──────── Text section
First-principles calculations for understanding high conductivity and optical transparency in InxCd1-xO films

R. Asahi; A. Wang; J. R. Babcock; N. L. Edleman; A. W. Metz; M. A. Lane; V. P. Dravid; C. R. Kannewurf; Arthur J Freeman; Tobin J Marks

doi:10.1016/S0040-6090(02)00196-7

First-principles calculations for understanding high conductivity and optical transparency in In_xCd_1-xO films

R. Asahi, A. Wang, J. R. Babcock, N. L. Edleman, A. W. Metz, M. A. Lane, V. P. Dravid, C. R. Kannewurf, Arthur J Freeman, Tobin J Marks

Northwestern University

Research output: Contribution to journal › Article › peer-review

48 Citations (Scopus)
────────────────
──────── Dataset
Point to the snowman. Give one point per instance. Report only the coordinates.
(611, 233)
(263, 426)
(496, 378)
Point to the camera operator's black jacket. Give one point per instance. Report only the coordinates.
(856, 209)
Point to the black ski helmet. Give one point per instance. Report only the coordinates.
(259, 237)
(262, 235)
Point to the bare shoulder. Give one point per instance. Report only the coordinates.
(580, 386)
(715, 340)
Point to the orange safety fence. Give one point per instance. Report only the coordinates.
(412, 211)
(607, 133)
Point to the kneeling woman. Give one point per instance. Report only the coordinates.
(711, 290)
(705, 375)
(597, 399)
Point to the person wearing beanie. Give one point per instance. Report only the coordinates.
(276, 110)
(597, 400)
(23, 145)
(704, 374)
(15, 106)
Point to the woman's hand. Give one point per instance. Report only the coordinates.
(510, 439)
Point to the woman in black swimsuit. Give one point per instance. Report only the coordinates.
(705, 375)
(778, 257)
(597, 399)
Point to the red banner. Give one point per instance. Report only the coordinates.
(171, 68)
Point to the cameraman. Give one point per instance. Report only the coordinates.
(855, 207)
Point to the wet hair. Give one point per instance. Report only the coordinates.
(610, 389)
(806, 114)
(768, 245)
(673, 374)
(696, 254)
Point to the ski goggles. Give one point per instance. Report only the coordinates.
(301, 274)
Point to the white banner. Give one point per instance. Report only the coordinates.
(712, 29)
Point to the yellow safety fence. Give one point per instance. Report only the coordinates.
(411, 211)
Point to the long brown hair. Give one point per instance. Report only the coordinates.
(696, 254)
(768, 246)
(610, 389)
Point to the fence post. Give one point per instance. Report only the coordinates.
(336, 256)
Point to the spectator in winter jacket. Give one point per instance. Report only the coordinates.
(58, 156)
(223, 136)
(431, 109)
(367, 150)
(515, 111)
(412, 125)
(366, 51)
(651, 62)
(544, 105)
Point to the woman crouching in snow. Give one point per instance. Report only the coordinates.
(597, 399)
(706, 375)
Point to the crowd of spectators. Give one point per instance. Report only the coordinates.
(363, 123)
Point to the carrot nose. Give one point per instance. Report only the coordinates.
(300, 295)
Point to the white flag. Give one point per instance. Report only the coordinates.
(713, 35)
────────────────
▸ **Requirement**
How many Scopus citations does the entry for the article on conductivity and transparency in InxCd1-xO films report?

▸ **Solution to this problem**
48